Return every line of the entries below as a JSON list of strings, one string per line, skipping blank lines. Leave the pictures out.

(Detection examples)
--- Begin ---

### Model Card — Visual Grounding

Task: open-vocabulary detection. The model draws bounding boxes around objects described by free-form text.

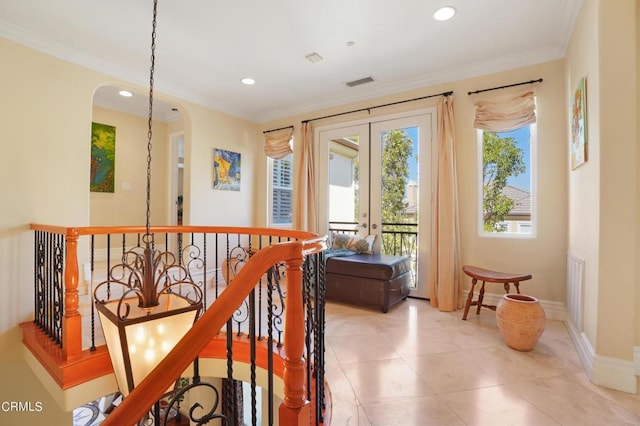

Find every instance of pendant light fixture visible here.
[94,0,202,397]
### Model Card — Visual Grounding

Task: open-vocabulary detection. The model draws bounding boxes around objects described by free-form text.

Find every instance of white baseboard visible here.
[463,290,640,394]
[565,312,640,394]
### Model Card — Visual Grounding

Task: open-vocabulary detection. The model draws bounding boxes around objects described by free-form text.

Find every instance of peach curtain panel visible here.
[293,123,318,232]
[264,127,293,160]
[471,83,538,132]
[429,96,462,311]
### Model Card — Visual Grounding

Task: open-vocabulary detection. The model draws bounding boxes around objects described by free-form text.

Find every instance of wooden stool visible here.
[462,265,532,320]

--- End ---

### RESPONSE TO THE TASK
[
  "### Model Card — Visual Grounding",
  "Task: open-vocabulary detection. The model draws bounding boxes around objects described by free-form text.",
  "Find every instance of pendant light fixture visible here.",
  "[94,0,202,397]",
  "### Model Card — Visual Grounding",
  "Task: open-vocabulary detection. The model draws bounding boxes around objects described by free-form text.",
  "Find every instance of white baseboard visible here.",
  "[463,290,640,394]",
  "[565,312,640,394]",
  "### Model Card — Visual Grounding",
  "Task: open-vocabulary detection. The model draws bounding boxes around objects described by free-form text.",
  "Find every instance of peach curtain panel visible here.",
  "[293,123,318,232]",
  "[264,127,293,160]",
  "[471,83,538,132]",
  "[429,96,462,311]",
  "### Model Card — Visual Grounding",
  "Task: open-vocabulary detection. The model draws bounding boxes around objects described by free-form text.",
  "Find every instance of wooden stool visible here.",
  "[462,265,532,320]"
]